→ Dataset records
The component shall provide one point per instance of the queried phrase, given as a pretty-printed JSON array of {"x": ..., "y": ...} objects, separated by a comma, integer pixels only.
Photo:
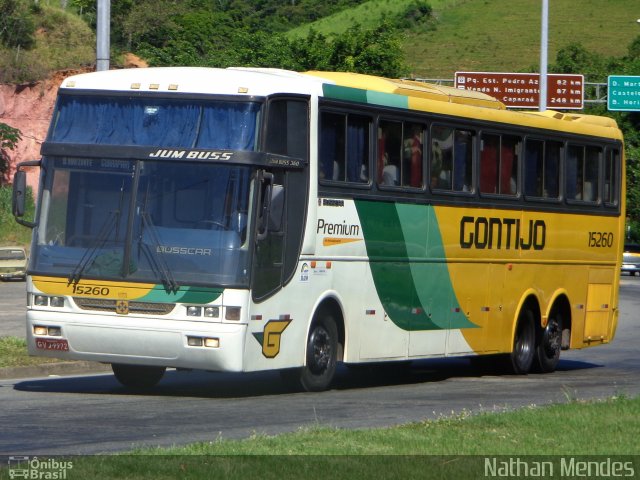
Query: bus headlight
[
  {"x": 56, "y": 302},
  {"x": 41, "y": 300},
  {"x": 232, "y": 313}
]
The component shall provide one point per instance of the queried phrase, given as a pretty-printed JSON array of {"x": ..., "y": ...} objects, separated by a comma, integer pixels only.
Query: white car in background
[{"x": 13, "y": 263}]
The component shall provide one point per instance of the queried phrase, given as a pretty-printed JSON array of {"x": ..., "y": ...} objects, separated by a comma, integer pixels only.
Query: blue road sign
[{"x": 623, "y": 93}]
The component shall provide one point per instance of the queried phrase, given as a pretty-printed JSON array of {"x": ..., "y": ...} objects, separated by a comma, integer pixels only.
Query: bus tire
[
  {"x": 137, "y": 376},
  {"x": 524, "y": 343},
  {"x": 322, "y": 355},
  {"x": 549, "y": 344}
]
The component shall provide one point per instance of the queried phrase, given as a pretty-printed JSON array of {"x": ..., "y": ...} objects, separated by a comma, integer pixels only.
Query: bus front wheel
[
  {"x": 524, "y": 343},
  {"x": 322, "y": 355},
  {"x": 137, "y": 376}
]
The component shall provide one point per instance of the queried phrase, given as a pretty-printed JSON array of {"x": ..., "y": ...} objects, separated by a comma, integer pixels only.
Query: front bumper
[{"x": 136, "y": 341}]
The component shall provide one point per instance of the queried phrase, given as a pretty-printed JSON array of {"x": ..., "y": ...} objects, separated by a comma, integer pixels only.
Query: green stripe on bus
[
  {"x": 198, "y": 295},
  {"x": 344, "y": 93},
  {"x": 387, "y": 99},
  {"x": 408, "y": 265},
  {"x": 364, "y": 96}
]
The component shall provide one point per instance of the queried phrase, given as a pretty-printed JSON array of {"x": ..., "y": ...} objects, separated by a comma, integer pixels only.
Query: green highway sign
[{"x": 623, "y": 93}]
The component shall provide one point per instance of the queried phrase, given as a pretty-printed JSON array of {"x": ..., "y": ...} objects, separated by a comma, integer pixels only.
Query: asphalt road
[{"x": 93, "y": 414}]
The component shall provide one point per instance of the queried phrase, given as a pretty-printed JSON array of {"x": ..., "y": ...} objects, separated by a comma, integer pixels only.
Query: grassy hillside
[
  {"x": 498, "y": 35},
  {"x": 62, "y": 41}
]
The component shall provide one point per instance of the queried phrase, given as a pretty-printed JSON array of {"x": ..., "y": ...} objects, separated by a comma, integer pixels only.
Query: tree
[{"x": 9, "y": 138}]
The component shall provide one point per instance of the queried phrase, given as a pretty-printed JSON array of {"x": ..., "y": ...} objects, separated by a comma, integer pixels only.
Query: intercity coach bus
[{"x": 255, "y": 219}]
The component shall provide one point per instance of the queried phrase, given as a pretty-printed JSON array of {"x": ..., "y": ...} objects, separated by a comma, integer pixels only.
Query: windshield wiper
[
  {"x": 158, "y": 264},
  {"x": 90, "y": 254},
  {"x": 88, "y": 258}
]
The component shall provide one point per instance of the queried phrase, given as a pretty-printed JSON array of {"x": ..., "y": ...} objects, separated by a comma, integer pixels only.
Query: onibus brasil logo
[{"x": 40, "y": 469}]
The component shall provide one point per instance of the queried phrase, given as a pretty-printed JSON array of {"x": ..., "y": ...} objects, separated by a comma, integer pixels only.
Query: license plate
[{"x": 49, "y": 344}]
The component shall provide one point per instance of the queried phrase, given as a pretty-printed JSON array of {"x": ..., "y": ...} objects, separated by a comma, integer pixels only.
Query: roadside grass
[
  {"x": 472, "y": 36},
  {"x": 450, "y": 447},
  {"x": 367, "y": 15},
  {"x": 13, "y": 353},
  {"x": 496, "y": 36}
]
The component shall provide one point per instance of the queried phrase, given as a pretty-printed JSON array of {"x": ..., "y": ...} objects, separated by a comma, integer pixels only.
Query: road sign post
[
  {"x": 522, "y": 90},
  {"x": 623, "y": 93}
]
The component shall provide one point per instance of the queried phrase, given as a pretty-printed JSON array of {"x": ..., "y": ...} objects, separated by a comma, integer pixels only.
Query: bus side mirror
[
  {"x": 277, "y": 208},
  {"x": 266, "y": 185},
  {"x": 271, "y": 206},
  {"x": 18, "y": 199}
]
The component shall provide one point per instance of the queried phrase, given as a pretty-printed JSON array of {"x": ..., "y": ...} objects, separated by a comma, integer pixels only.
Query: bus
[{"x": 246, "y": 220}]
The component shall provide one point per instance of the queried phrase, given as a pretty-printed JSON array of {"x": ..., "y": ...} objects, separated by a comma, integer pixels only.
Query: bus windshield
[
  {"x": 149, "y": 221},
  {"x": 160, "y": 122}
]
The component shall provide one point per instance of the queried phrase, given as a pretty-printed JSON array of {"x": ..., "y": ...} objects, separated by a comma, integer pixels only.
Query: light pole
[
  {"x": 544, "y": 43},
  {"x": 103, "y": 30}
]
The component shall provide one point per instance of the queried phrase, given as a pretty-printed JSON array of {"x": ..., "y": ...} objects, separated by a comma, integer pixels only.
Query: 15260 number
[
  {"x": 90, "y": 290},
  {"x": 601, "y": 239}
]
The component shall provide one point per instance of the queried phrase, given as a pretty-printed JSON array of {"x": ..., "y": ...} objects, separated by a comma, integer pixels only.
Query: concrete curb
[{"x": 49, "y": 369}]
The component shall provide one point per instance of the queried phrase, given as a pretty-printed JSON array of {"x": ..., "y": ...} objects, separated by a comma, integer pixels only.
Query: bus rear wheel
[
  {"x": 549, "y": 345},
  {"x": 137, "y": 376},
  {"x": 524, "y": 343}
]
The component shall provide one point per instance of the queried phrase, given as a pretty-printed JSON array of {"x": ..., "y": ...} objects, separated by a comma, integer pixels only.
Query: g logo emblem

→ To do
Everything in the records goes into your answer exactly, except the pictures.

→ Task response
The component shall provide one point per instance of the queried phrase, given as a pretty-printed JSON array of {"x": ..., "y": ...} objects, separated by a comma, integer pixels only.
Photo:
Query: bus headlight
[
  {"x": 56, "y": 302},
  {"x": 41, "y": 300},
  {"x": 232, "y": 313}
]
The component shall provide one point per instance of the queried phrase, given as a pretty-printed JSON array of {"x": ..., "y": ...} objects, separated by a comma, integer pixels only.
Query: white car in background
[{"x": 13, "y": 263}]
The component shall provide one point per instance of the queried phrase, given as a pretty-printed JSON array of {"x": ..., "y": ...} objects, separated by a comma, integer pixels only.
Query: blue road sign
[{"x": 623, "y": 93}]
The component shall provide one point per instance of the queried phrase, given as a pretty-printed JSON array of {"x": ..., "y": ...} objects, separated by a comma, integer pixels only.
Query: bus tire
[
  {"x": 137, "y": 376},
  {"x": 524, "y": 343},
  {"x": 322, "y": 355},
  {"x": 549, "y": 344}
]
The component shall provide one point per instance of the queried phrase, given as a pretty-printed JSON array of {"x": ..., "y": ...} objects, separated by a comma, integer pixels only.
Query: bus front wheel
[
  {"x": 524, "y": 343},
  {"x": 322, "y": 355},
  {"x": 137, "y": 376}
]
The component shall provide one point per instance of the queried phrase, given as a pretty-printed JSON array of {"x": ..., "y": ...} objects, separated by a comma, integer pixels only.
Query: front bumper
[{"x": 136, "y": 341}]
The component shall provide one point per instance of the queried phrase, given as a pretty-printed JSON array of {"x": ..., "y": ...} objects, separated by a comma, integer pixels only.
Query: green stripe on bus
[
  {"x": 198, "y": 295},
  {"x": 344, "y": 93},
  {"x": 387, "y": 99},
  {"x": 408, "y": 265},
  {"x": 364, "y": 96}
]
The component shall provide one point per instance of the queried phrase, given as a pretty-printed JSON array of {"x": ..., "y": ...} objects, separated by a comma, integer pixels only.
Query: green highway sign
[{"x": 623, "y": 93}]
The component shall provide one point per instance of the queried phrase, given as a pretty-printed JSON array of {"x": ..., "y": ...} objects, separated by a comma, integer pixels only.
Query: asphalt road
[{"x": 93, "y": 414}]
The component shall provide one point per instance of the queried phrase, given as a pretty-printed JSON array of {"x": ..., "y": ...} objects, separated by a comma, integer pixels only.
Query: grassy hillside
[
  {"x": 498, "y": 35},
  {"x": 62, "y": 41}
]
The component shall provide one point per instance of the queried phrase, given as a pretty-printed JSON array of {"x": ..., "y": ...} objects, separated by a comma, integer pixels only.
Query: tree
[{"x": 9, "y": 138}]
The component shall provide one point per instance of the queried phrase, given as a pretty-printed JSON array of {"x": ..., "y": ...} objects, separated by a comma, integer pixels only.
Query: intercity coach bus
[{"x": 255, "y": 219}]
The component shall provide one point per instance of the queried phrase, given as a pretty-printed JSON array of {"x": ..., "y": ...} objects, separated by a comma, integer pixels only.
Query: windshield wiper
[
  {"x": 158, "y": 264},
  {"x": 90, "y": 254},
  {"x": 88, "y": 258}
]
The component shall provide one point per instance of the queried phrase, given as a pretty-printed JSON array of {"x": ..., "y": ...} objects, separated by a comma, integer pixels only.
Query: onibus brasil logo
[{"x": 40, "y": 469}]
The component shall provide one point per instance of the queried phrase, given as a pretty-printed JSON array of {"x": ..., "y": ...} objects, separated by a comma, integer pixels only.
Query: license plate
[{"x": 49, "y": 344}]
The component shall provide one point per instance of the queried phrase, given as a pretty-printed JSON array of {"x": ..., "y": ...} objects, separated by a comma, integer pixels only.
Query: roadside grass
[
  {"x": 472, "y": 36},
  {"x": 450, "y": 447},
  {"x": 367, "y": 15},
  {"x": 13, "y": 353},
  {"x": 496, "y": 36}
]
The component shall provide one point per instance of the queried phrase, given as a pretty-printed JSON array of {"x": ..., "y": ...} objects, separated by a comma, integer pixels only.
Query: road sign post
[
  {"x": 522, "y": 90},
  {"x": 623, "y": 93}
]
The component shall provide one point per instance of the queried phrase, given as a pretty-printed JSON array of {"x": ..., "y": ...} objects, separated by a comma, integer pixels only.
Query: bus side mirror
[
  {"x": 277, "y": 208},
  {"x": 266, "y": 185},
  {"x": 271, "y": 206},
  {"x": 18, "y": 199}
]
The component shall provide one point per instance of the queried phrase, given as a pretty-printed JSON array of {"x": ..., "y": ...} objects, separated by a comma, integer pixels only.
Query: bus
[{"x": 246, "y": 220}]
The component shall provide one point per instance of the queried phrase, given as a pretty-printed JSON array of {"x": ..., "y": ...} objects, separated by a comma, integer pixels only.
Query: bus windshield
[
  {"x": 149, "y": 221},
  {"x": 160, "y": 122}
]
The component shall provide one point per instance of the queried phrase, given as a pretty-printed JSON array of {"x": ..., "y": ...} objects, separated by a comma, integer pixels only.
Query: light pole
[
  {"x": 544, "y": 43},
  {"x": 103, "y": 30}
]
The component shall provide one point per instance of the queried phrase, given as a pretty-printed JSON array of {"x": ..., "y": ...} objects, separated by a comma, integer pixels only.
Query: 15260 number
[
  {"x": 90, "y": 290},
  {"x": 601, "y": 239}
]
The component shall provide one point per instance of the queried phrase, given as a pretty-printed JSON array of {"x": ..., "y": ...} objects, separated by a comma, integer pixels only.
Query: concrete curb
[{"x": 49, "y": 369}]
The component shall provide one point per instance of the queried phrase, given as a pretty-printed JSON array of {"x": ..., "y": ...} objects, separated by a comma, integer pixels only.
Query: bus rear wheel
[
  {"x": 549, "y": 345},
  {"x": 137, "y": 376},
  {"x": 524, "y": 343}
]
The component shall provide one point per instance of the queried phrase, given as a pretty-printed JSON array of {"x": ..., "y": ...} objects, separated by a comma, integer pixels only.
Query: g logo emblem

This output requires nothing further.